In Maros and Taro, events comprise of any outcomes within a system’s life which impact the behaviour of the system. A system can incur a wide range of events from the routine (planned) inspection and overhaul etc., to the abnormal (undesirable) episodes, such as failure and repair of equipment etc.
There are six important parameters which fully define an event:
- Time To Failure, which describes when an event occurs;
- Time To Repair, which describes the overall duration of the event;
- Capacity Loss at Failure, which describes the immediate consequences of the event upon loss of functionality of the system;
- Capacity Loss at Repair, which describes the consequences of the event during the ‘repair’ stage of the event;
- Delay in commencing the repair stage of the event, i.e. time to diagnose what has happened and decide upon an action to rectify the situation if necessary;
- Actual Repair Time, which describes the duration of the repair stage
The sketch above illustrates the most common event profile in which there are two distinct stages to the event.
- Once a failure occurs, the maintenance logistics takes place and it is responsible for determining the “repair delay” portion of the sequence. This is achieved by defining the location, quantity and constraints of the various resources involved in the repair process, then allowing the simulation to determine each repair delay depending upon the foregoing and the instantaneous workload at the time of the failure. It is not simply a case of specifying a repair delay per task.
- After the “repair delay” where all the maintenance resources are worked out, the process to rectify the fault can initiate. This repair might cause further degradation to the system. Consider a valve that fails to close; from a productivity point of view, there is no bottleneck to the system, the flow keeps running through the system. However, when you start the repair, most likely, you will have to stop production.
There are, however, numerous permutations of the schematic. There may be:
- No delay;
- No consequences;
- One event can initiate another event thus extending the profile.
Events can be formally classified depending on their mechanism of initiation. Maros and Taro incorporates three classes of events; Unscheduled Events, Scheduled Events and Conditional Events. This gives us the ability to model basically every production loss occurrence.

■ ENTRIES SUPPLIED:
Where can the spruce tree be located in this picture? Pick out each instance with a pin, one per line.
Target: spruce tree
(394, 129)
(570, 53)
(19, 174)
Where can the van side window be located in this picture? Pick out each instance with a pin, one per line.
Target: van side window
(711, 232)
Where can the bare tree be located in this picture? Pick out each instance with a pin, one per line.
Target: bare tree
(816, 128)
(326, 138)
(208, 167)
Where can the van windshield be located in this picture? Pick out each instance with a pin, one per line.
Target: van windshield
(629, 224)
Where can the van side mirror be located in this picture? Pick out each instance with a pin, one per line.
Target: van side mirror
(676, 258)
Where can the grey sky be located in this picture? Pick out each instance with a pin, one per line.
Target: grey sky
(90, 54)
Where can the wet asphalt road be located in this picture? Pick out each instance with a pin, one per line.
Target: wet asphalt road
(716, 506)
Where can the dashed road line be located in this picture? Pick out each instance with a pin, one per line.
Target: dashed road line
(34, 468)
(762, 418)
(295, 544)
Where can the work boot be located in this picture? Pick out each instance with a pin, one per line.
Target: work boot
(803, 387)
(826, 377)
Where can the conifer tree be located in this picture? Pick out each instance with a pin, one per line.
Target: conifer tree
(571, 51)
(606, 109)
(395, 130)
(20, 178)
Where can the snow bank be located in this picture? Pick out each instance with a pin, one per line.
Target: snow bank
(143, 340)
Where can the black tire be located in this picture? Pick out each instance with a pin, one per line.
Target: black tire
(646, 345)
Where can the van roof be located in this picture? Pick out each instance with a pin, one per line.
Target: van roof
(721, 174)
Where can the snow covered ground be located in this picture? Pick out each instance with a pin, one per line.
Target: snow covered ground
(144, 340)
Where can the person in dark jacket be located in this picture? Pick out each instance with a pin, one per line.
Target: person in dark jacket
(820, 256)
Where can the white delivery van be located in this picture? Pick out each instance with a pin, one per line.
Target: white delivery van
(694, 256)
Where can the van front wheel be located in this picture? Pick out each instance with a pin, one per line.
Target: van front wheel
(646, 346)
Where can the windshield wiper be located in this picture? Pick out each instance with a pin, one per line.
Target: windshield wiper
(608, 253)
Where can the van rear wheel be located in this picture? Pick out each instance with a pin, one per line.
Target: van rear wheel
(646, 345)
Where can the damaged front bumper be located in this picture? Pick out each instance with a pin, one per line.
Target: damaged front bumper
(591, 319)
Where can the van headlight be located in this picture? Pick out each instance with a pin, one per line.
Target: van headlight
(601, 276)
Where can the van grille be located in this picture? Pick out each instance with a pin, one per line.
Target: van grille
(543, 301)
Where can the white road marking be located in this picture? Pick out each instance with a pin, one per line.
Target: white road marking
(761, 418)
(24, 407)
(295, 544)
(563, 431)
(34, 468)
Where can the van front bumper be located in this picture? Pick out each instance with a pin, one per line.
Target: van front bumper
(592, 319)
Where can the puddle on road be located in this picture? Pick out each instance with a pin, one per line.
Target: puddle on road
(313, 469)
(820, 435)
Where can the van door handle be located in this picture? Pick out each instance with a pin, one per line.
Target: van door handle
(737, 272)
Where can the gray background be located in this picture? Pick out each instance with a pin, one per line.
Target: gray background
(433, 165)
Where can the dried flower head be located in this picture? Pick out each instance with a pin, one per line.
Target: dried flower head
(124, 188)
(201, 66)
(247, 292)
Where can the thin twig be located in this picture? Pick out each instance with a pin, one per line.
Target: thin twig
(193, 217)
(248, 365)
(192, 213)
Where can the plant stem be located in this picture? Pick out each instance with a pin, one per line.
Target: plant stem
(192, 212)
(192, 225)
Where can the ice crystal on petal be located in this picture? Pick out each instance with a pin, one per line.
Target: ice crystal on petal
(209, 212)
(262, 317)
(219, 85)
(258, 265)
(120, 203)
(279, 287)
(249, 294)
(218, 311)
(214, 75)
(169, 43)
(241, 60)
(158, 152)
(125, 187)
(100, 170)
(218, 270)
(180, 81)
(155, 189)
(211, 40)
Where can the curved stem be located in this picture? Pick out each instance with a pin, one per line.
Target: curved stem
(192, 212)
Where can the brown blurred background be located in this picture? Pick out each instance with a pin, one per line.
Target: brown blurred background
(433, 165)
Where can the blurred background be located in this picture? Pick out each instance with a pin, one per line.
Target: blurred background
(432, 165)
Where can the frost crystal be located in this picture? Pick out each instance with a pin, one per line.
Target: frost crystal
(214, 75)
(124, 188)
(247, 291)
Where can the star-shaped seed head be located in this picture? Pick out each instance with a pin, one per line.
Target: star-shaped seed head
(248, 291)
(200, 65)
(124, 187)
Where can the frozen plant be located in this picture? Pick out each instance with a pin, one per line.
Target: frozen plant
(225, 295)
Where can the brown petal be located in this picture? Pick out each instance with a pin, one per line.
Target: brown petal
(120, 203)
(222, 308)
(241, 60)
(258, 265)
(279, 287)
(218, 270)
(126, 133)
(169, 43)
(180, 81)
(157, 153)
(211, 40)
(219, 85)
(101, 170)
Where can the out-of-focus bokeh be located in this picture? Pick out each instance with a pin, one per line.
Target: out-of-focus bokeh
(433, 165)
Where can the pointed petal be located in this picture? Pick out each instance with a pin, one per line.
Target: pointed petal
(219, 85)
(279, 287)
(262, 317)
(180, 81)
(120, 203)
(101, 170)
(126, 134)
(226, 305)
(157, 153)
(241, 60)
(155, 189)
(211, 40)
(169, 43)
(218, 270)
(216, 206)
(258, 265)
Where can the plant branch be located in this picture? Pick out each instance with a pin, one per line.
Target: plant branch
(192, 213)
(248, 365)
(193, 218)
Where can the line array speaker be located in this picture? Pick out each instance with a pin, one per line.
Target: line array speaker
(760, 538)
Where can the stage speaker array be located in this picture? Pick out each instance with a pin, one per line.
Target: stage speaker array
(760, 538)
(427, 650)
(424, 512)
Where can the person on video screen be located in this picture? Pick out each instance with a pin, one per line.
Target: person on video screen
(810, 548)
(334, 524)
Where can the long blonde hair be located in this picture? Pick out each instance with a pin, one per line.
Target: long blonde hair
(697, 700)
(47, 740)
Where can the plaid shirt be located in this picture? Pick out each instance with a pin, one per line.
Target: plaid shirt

■ WORK ITEM:
Can you reproduce word for word the part of the passage on Maros and Taro events between "There are six" and "to the event.", inclusive?

■ RESULT:
There are six important parameters which fully define an event:
- Time To Failure, which describes when an event occurs;
- Time To Repair, which describes the overall duration of the event;
- Capacity Loss at Failure, which describes the immediate consequences of the event upon loss of functionality of the system;
- Capacity Loss at Repair, which describes the consequences of the event during the ‘repair’ stage of the event;
- Delay in commencing the repair stage of the event, i.e. time to diagnose what has happened and decide upon an action to rectify the situation if necessary;
- Actual Repair Time, which describes the duration of the repair stage
The sketch above illustrates the most common event profile in which there are two distinct stages to the event.